PASSAGE:
⟨

13 Ways of Looking at a Fat Girl

In 2007 I began reading an excellent blog called Shapely Prose. I don’t remember exactly how I discovered it – likely a link from another blog, something like that – but it was, for the 3+ years that it ran, one of my favourites. The contributors were sassy, smart, feminist; the founder, Kate Harding, was and is one of the best writers out there, writing on topics that were new to me at that time, topics like fat acceptance and fat politics, as well as feminism, and everything in between. (Note: She also seems like a super cool woman, and I am still mad that I couldn’t get to her reading in Toronto last fall BUT I DIGRESS)

One of the first posts I think I ever read on Shapely Prose was this one by Harding, The Fantasy of Being Thin, and it was a massive lightbulb moment for me. I encourage you to read it, because not only is it an excellent piece of writing, it’s an important one. Even if you are someone who has never struggled to lose weight, it can really do a lot to help you understand what (can) go on in the minds of your fat friends, fat family members. It blew me away all those years ago, because I could relate – oh my god could I ever relate! That was actually me circa 1994 thinking “if only I could lose 25, 30, 40 pounds, watch out I will be unstoppable!” And I did lose that much weight. And guess what? Like the lady says, I was still me. Pretty great, but not the superwoman I fully expected to be once I dropped 4 or 6 sizes, you know?

This post was on my mind the entire way through Mona Awad’s excellent 13 Ways of Looking at a Fat Girl, because Lizzie’s story is in a lot of ways this fantasy of being thin. She starts out a fat girl, and, spoiler alert, when she does get thin through an excruciating regimen of diet and exercise and sacrifice, she is still the same person: Lizzie, from Mississauga. Somewhat awkward, often difficult, unmotivated. Go figure.

And if you read Kate Harding’s Fantasy post, you’ll understand where this excruciating regimen of self-punishment can come from, and how the roots of this fantasy take hold. When society tells you from day one that thin is the only way to be, and you’re not thin, and there are hundreds of ads and commercials and billboards screaming at you daily that all you have to do is try harder, fatso, and you too can live out your fabulous life as a thin, worthwhile person, well it’s no wonder so many of us buy into that fantasy. It’s a hard cycle to break.

⟩

PROBLEM:
According to the review, where is Lizzie from? The material after this point stands apart from the review above and has no connection to it.

ENTRIES:
⟨

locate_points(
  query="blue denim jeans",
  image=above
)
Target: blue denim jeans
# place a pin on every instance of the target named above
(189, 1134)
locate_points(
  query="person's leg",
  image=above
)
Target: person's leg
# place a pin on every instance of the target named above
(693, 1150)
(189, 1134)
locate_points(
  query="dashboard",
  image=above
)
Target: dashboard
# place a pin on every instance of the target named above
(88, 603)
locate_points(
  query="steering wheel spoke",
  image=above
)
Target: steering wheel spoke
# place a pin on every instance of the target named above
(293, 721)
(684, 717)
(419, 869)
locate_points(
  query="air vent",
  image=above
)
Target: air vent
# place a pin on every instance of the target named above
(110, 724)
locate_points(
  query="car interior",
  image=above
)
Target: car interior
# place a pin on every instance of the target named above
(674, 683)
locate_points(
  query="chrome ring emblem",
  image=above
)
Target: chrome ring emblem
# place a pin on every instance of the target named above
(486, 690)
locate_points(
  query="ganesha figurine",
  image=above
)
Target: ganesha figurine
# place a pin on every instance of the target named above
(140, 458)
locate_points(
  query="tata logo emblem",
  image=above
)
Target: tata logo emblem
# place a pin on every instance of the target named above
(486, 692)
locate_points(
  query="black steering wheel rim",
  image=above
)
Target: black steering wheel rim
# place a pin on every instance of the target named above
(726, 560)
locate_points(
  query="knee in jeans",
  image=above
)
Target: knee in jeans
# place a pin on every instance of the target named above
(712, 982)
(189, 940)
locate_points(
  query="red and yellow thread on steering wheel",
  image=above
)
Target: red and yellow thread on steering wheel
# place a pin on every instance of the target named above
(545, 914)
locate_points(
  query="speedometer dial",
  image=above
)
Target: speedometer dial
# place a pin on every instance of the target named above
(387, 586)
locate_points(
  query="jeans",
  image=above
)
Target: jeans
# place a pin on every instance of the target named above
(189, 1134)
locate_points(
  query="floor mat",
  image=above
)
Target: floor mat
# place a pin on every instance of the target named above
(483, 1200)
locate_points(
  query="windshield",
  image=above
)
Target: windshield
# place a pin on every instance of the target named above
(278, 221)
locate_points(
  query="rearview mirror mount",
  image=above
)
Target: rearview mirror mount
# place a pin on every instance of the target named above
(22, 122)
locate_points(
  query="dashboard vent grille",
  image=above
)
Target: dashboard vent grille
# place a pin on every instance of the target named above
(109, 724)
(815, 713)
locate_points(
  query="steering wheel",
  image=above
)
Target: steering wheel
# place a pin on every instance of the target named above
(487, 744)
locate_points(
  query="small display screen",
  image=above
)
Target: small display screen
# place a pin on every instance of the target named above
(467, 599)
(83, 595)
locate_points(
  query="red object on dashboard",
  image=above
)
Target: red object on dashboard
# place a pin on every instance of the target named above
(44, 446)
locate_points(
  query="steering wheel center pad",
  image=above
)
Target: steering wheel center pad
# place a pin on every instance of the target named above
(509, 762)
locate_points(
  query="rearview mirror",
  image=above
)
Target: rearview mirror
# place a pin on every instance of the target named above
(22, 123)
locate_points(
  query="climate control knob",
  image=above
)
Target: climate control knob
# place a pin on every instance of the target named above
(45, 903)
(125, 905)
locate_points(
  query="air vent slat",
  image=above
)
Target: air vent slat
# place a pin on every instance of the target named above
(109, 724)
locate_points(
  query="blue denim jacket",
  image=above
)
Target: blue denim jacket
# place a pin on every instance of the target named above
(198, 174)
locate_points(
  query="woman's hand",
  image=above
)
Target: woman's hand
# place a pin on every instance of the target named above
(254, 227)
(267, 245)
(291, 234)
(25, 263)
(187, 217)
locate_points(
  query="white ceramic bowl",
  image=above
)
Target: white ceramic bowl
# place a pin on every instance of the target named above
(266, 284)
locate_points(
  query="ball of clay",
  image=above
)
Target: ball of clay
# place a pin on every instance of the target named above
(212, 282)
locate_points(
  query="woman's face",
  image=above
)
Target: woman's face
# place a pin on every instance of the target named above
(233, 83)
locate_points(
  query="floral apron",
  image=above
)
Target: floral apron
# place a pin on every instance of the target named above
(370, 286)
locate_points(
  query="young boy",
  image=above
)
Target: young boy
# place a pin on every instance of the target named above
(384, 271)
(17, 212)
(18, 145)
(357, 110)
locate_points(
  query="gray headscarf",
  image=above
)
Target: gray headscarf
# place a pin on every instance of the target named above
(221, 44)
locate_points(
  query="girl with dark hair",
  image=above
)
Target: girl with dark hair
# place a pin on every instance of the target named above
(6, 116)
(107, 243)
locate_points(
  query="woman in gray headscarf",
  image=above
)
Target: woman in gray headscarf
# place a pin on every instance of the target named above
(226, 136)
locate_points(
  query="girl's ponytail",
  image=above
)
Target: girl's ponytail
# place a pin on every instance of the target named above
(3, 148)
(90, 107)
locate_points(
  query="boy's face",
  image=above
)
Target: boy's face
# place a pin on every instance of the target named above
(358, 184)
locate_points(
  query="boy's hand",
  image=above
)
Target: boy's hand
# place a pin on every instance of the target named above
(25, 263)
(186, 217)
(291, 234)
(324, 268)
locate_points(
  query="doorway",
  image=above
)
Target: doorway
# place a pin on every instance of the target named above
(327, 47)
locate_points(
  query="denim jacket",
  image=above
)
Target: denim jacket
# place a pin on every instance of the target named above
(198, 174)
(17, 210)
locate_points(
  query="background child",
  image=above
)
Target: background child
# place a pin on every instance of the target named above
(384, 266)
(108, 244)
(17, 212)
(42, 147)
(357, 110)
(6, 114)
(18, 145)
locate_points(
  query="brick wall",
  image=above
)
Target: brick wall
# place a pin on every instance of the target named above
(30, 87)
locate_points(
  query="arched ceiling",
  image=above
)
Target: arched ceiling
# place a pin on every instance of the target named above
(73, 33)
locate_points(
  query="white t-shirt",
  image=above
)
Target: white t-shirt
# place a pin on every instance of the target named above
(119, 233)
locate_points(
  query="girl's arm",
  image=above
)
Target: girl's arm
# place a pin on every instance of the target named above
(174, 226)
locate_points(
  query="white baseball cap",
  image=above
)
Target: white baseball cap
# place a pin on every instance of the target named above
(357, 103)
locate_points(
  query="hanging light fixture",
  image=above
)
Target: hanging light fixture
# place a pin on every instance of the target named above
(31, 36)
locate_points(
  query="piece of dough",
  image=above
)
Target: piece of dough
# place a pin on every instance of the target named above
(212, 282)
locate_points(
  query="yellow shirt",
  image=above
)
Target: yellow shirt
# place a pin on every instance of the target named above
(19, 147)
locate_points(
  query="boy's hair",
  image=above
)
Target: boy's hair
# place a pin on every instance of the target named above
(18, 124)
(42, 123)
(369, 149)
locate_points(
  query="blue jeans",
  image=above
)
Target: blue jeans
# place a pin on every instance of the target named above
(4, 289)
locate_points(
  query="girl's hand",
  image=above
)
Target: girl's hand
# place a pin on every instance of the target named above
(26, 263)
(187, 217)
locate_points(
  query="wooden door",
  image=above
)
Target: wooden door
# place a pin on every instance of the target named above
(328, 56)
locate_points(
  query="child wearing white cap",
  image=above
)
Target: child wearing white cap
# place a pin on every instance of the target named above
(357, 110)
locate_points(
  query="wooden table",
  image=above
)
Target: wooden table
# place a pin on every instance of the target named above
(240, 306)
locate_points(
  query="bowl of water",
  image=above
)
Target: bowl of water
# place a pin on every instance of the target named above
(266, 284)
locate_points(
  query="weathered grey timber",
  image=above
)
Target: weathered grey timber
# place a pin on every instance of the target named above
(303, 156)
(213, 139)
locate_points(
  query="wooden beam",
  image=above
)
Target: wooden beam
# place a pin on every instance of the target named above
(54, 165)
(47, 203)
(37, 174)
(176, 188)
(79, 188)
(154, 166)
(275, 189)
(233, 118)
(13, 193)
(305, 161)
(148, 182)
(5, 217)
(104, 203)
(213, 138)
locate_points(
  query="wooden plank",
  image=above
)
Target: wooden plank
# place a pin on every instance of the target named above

⟩

REPLY TO THE TASK:
Mississauga.